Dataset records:
= Beginning of Section =

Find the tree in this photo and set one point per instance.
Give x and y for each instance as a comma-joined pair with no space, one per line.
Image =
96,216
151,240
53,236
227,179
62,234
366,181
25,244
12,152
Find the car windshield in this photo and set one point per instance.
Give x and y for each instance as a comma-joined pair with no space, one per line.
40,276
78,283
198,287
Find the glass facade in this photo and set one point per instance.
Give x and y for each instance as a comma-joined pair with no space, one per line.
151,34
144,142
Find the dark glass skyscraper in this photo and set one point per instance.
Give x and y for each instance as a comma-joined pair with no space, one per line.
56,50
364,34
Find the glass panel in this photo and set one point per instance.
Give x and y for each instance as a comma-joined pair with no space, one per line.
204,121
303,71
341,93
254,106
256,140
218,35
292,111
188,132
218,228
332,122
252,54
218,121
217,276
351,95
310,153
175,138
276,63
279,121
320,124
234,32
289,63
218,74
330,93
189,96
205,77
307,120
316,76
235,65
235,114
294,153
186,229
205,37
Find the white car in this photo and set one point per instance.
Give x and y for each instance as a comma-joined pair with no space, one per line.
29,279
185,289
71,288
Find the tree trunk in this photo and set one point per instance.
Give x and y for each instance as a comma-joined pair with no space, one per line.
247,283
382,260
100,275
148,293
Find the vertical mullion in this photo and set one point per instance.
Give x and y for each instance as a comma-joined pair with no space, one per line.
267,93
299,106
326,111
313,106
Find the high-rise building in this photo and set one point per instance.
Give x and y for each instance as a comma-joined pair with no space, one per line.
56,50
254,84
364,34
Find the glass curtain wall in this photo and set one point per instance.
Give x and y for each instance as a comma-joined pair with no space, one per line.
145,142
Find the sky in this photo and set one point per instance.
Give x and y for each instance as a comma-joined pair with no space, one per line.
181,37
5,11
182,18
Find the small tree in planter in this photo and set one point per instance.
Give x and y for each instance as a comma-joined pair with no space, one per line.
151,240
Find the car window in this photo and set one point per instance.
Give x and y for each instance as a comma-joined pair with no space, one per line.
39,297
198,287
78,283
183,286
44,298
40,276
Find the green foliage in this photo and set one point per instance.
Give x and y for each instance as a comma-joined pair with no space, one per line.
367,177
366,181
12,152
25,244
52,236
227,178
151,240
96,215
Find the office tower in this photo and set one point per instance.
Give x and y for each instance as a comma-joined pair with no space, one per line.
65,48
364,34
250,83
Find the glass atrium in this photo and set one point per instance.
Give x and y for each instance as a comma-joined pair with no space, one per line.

= End of Section =

Your task:
Nothing in the entries above may be left out; retype them all exactly.

Finished exercise:
Find the tree in this photo and set one point per instance.
Give x and y for each instance as a comma-joined pair with no space, one per line.
Image =
96,216
151,240
53,236
227,179
62,234
366,181
25,244
12,152
Find the car windshield in this photo and set one point per instance.
Give x and y for each instance as a comma-joined pair with no space, one per line.
40,276
78,283
198,287
Find the glass facade in this photo and set one point per instance.
Give x and y for each instance as a comma-joined pair with no space, one per line.
151,34
144,142
Find the dark glass skyscraper in this photo and set one point per instance.
Give x and y for each instance as a comma-joined pair with no space, one per line.
56,50
364,34
Find the glass panel in this photo and set one point per instance.
Give x and y for each instance as a comma-joined pair with no space, one per line.
204,121
303,71
341,93
254,106
256,140
218,35
292,111
188,132
218,228
332,122
252,54
218,121
217,276
351,95
310,153
175,138
276,63
279,121
320,124
234,32
289,63
218,74
330,93
189,96
205,77
307,120
316,76
235,65
235,114
294,153
186,229
205,37
Find the white car in this photo and set one point per instance.
Give x and y for each instance as a comma-joined pair with no space, one per line.
29,279
185,289
71,288
Find the tree trunk in this photo and set one point per instance.
Give x and y for each instance as a comma-joined pair with no space, one per line.
247,283
382,260
100,275
148,293
Find the vertical mullion in this photo and set one point per instance.
Give x and y for each instance as a comma-joined pair with no space, one per line.
267,93
299,106
326,111
313,106
Find the high-rise building in this photo and set one point per instance.
Give x and y for each instance as a comma-joined pair with no space, one per line.
56,50
254,84
364,34
Find the glass curtain wall in this photo and set one point per instance.
Give x and y for each instance as a comma-joined pair with no space, one per line.
145,142
Find the sky in this photo and set one point per instance.
Give x and y for each instance as a comma-joined pair with no space, one per line.
181,37
5,11
182,18
Find the small tree in planter in this photo and set one point per instance.
Give x and y for each instance as a comma-joined pair with no space, one per line.
151,240
Find the car window in this photo and set one point per instance.
Give x and y for each instance as a comma-joined pair with no space, one per line.
39,297
198,287
78,283
183,286
44,298
40,276
Find the green foliage in this photo and set one point per instance.
Give x and y for each instance as a comma-joined pair with no space, one per line.
367,177
366,181
12,152
25,244
52,236
227,178
151,240
96,215
Find the office tower in this photo and set one point per instance.
Give x and y for each instance as a comma-joined pair with no space, one per line.
65,48
364,34
250,83
Find the glass atrium in this photo and set one point per instance.
Give x and y for each instance as a comma-joined pair with no space, one per line.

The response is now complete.